Problem details
What is needed is an exact transcription of every record, minus the pictures.

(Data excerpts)
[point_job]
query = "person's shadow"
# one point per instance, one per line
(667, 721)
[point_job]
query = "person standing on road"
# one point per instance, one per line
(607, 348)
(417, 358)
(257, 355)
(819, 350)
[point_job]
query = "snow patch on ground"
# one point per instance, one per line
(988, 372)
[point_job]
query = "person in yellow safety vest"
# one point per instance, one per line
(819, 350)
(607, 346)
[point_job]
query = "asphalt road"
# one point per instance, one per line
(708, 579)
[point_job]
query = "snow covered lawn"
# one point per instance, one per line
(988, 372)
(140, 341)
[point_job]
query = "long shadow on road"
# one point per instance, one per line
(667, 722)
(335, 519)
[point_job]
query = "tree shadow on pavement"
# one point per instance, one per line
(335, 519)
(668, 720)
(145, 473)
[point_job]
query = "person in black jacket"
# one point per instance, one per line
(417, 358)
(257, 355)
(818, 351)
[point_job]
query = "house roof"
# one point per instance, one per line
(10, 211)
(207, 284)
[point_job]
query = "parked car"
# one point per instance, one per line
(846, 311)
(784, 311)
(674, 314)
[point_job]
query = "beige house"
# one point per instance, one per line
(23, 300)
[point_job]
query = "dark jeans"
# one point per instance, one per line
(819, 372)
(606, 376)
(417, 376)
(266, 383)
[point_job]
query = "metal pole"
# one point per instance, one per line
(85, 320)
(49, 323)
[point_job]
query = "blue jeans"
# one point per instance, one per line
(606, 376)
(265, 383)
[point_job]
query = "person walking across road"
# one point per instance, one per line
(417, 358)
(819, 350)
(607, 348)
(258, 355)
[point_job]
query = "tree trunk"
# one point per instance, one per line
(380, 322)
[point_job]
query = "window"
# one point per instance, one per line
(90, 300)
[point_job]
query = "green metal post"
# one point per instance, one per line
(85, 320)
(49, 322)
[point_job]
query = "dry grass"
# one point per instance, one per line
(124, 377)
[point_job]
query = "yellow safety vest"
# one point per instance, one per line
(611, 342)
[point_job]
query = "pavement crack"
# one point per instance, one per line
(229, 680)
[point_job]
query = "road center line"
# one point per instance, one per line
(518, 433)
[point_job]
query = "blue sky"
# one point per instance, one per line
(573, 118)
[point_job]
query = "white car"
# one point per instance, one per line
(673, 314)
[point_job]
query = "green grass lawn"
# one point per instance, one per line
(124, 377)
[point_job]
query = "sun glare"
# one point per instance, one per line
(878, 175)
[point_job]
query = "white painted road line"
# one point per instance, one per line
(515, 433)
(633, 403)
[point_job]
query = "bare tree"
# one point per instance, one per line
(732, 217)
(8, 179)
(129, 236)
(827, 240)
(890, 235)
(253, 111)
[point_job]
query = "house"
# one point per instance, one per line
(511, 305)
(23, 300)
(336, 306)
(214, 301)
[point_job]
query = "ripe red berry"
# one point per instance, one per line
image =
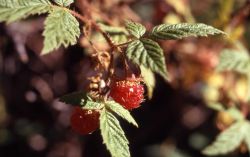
(84, 121)
(128, 93)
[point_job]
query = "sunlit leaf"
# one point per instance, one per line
(182, 30)
(149, 54)
(135, 29)
(113, 135)
(13, 10)
(121, 111)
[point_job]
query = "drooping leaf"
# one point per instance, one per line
(182, 30)
(122, 112)
(64, 3)
(228, 140)
(135, 29)
(149, 80)
(117, 34)
(113, 135)
(73, 98)
(90, 104)
(148, 53)
(61, 28)
(13, 10)
(234, 60)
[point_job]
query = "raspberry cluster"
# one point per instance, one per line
(128, 93)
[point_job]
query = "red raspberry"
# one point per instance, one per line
(128, 93)
(84, 121)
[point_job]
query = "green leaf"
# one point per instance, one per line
(113, 135)
(135, 29)
(233, 60)
(13, 10)
(148, 53)
(228, 140)
(61, 28)
(90, 104)
(149, 80)
(64, 3)
(117, 34)
(73, 98)
(118, 109)
(182, 30)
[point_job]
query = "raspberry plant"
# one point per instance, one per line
(136, 45)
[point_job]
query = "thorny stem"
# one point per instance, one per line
(107, 38)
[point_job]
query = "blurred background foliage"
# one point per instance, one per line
(177, 122)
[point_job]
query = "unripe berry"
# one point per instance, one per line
(84, 121)
(128, 93)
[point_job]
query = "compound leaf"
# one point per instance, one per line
(113, 135)
(149, 54)
(182, 30)
(14, 10)
(135, 29)
(122, 112)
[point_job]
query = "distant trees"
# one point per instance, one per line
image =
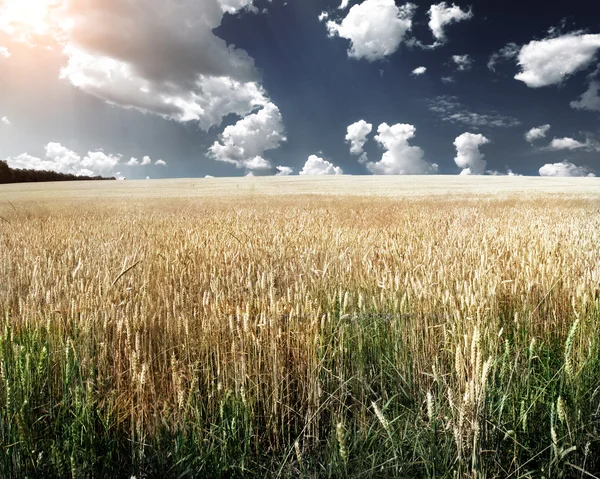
(10, 175)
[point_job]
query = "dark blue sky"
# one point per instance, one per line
(319, 91)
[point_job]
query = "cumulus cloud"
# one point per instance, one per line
(590, 100)
(551, 61)
(157, 57)
(509, 172)
(318, 166)
(567, 143)
(462, 62)
(468, 156)
(244, 143)
(63, 160)
(507, 52)
(399, 158)
(357, 136)
(451, 110)
(284, 171)
(442, 15)
(537, 133)
(565, 168)
(375, 28)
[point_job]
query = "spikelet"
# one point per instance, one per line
(430, 406)
(382, 420)
(569, 349)
(341, 438)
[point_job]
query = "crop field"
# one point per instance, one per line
(348, 327)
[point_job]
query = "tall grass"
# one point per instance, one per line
(305, 337)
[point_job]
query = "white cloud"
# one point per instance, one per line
(244, 143)
(399, 158)
(100, 162)
(450, 109)
(63, 160)
(357, 136)
(375, 28)
(590, 100)
(462, 62)
(441, 15)
(537, 133)
(509, 51)
(565, 168)
(318, 166)
(284, 171)
(174, 65)
(567, 143)
(551, 61)
(509, 172)
(468, 156)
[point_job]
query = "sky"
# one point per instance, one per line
(183, 88)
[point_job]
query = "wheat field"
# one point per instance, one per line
(227, 331)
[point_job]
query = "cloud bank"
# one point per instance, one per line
(318, 166)
(375, 28)
(468, 156)
(244, 143)
(399, 158)
(357, 136)
(565, 168)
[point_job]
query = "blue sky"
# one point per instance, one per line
(232, 87)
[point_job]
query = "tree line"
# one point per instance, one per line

Response area
[point_job]
query = "person's shadow"
# one point per instance, one per line
(667, 721)
[point_job]
query = "person standing on road"
# one point per instance, one per line
(607, 348)
(417, 358)
(257, 355)
(819, 350)
[point_job]
query = "snow patch on ground"
# one point per instance, one per line
(988, 372)
[point_job]
query = "person in yellow safety vest"
# one point per instance, one per line
(819, 350)
(607, 346)
[point_job]
query = "asphalt road"
# one point per instance, one per line
(708, 579)
[point_job]
query = "snow covered lawn"
# one point per instance, one per line
(988, 372)
(140, 341)
[point_job]
query = "long shadow on road"
# one point per instance, one per line
(667, 722)
(335, 519)
[point_job]
query = "tree shadow on pavement"
# one point per instance, one per line
(335, 519)
(668, 720)
(145, 473)
[point_job]
query = "person in black jacket"
# one point per instance, one per line
(417, 358)
(257, 355)
(818, 351)
[point_job]
query = "house roof"
# one point per instance, one per line
(10, 211)
(207, 284)
[point_job]
query = "parked car"
# one point per instance, one per line
(846, 311)
(784, 311)
(674, 314)
[point_job]
query = "beige house"
# one point per instance, one per line
(23, 300)
[point_job]
query = "dark jeans"
# one point per instance, one per line
(819, 372)
(606, 376)
(417, 376)
(266, 383)
[point_job]
query = "metal pole"
# one point per instance, one per line
(85, 320)
(49, 323)
[point_job]
query = "blue jeans"
# one point per instance, one per line
(606, 376)
(265, 383)
[point_job]
query = "person walking across road"
# one point per instance, one per line
(417, 358)
(819, 350)
(607, 348)
(258, 355)
[point_job]
query = "tree trunk"
# one point per instance, one per line
(380, 322)
[point_job]
query = "window"
# one point per instance, one per line
(90, 300)
[point_job]
query = "green metal post"
# one point per instance, one per line
(85, 320)
(49, 322)
[point_job]
query = "dry grass"
# one point per instance, one per line
(124, 377)
[point_job]
query = "yellow safety vest"
# one point per instance, one per line
(611, 342)
[point_job]
query = "pavement crack"
# one point per instance, one per line
(229, 680)
[point_job]
query = "road center line"
# one point per instance, one per line
(518, 433)
[point_job]
query = "blue sky"
# one point per instance, one per line
(573, 118)
[point_job]
query = "white car"
# one point per instance, one per line
(673, 314)
[point_job]
query = "green grass lawn"
# one point per instance, one per line
(124, 377)
[point_job]
query = "sun glare"
# one point per instance, one per line
(878, 175)
[point_job]
query = "white painted road line"
# one point per instance, one per line
(515, 433)
(633, 403)
[point_job]
query = "bare tree"
# one point per instance, one per line
(732, 217)
(8, 179)
(129, 236)
(827, 240)
(890, 235)
(253, 111)
[point_job]
query = "house"
# one point per instance, one per line
(511, 305)
(23, 300)
(336, 306)
(214, 301)
[point_job]
query = "ripe red berry"
# one point per instance, one per line
image =
(84, 121)
(128, 93)
[point_job]
query = "sunlit leaf"
# one point per instance, one per line
(182, 30)
(149, 54)
(135, 29)
(113, 135)
(13, 10)
(121, 111)
[point_job]
query = "drooping leaf"
# one point per instance, one per line
(182, 30)
(122, 112)
(64, 3)
(228, 140)
(135, 29)
(149, 80)
(117, 34)
(113, 135)
(73, 98)
(90, 104)
(148, 53)
(61, 28)
(13, 10)
(234, 60)
[point_job]
query = "raspberry cluster"
# one point per instance, one per line
(128, 93)
[point_job]
query = "red raspberry"
# one point per instance, one per line
(128, 93)
(84, 121)
[point_job]
query = "green leaf"
# one point per instance, one per line
(113, 135)
(135, 29)
(233, 60)
(13, 10)
(148, 53)
(228, 140)
(61, 28)
(90, 104)
(149, 80)
(64, 3)
(117, 34)
(73, 98)
(118, 109)
(182, 30)
[point_job]
query = "raspberry plant"
# one point per instance, one per line
(136, 45)
[point_job]
query = "thorny stem"
# one point per instance, one per line
(107, 38)
[point_job]
query = "blurred background foliage"
# one point per instance, one per line
(177, 122)
[point_job]
query = "unripe berry"
# one point per instance, one per line
(84, 121)
(128, 93)
[point_job]
query = "compound leaf"
# one point per instance, one per line
(113, 135)
(149, 54)
(182, 30)
(14, 10)
(135, 29)
(122, 112)
[point_job]
query = "distant trees"
# one point per instance, one per line
image =
(10, 175)
[point_job]
query = "dark blue sky"
# one point per instance, one per line
(319, 91)
[point_job]
query = "cumulus cloud"
# one point per instance, one per line
(590, 100)
(551, 61)
(157, 57)
(509, 172)
(318, 166)
(567, 143)
(462, 62)
(468, 156)
(244, 143)
(63, 160)
(507, 52)
(399, 158)
(357, 136)
(451, 110)
(284, 171)
(442, 15)
(537, 133)
(565, 168)
(375, 28)
[point_job]
query = "spikelet"
# one point per instance, one per line
(430, 406)
(382, 420)
(569, 349)
(341, 438)
[point_job]
query = "crop field"
# one point per instance, one per line
(348, 327)
[point_job]
query = "tall grass"
# one point per instance, one per line
(305, 337)
[point_job]
query = "white cloud"
# one point per instance, one per line
(244, 143)
(399, 158)
(100, 162)
(450, 109)
(63, 160)
(357, 136)
(375, 28)
(590, 100)
(462, 62)
(441, 15)
(537, 133)
(509, 51)
(565, 168)
(318, 166)
(284, 171)
(174, 65)
(567, 143)
(551, 61)
(509, 172)
(468, 156)
[point_job]
query = "sky"
# one point per instance, one per line
(183, 88)
[point_job]
query = "wheat field"
# one point per instance, one per line
(227, 331)
[point_job]
query = "cloud bank"
# one point per instance, one per line
(318, 166)
(375, 28)
(468, 156)
(244, 143)
(399, 158)
(357, 136)
(565, 168)
[point_job]
query = "blue sky"
# one point per instance, one per line
(232, 87)
[point_job]
query = "tree line"
# one point per instance, one per line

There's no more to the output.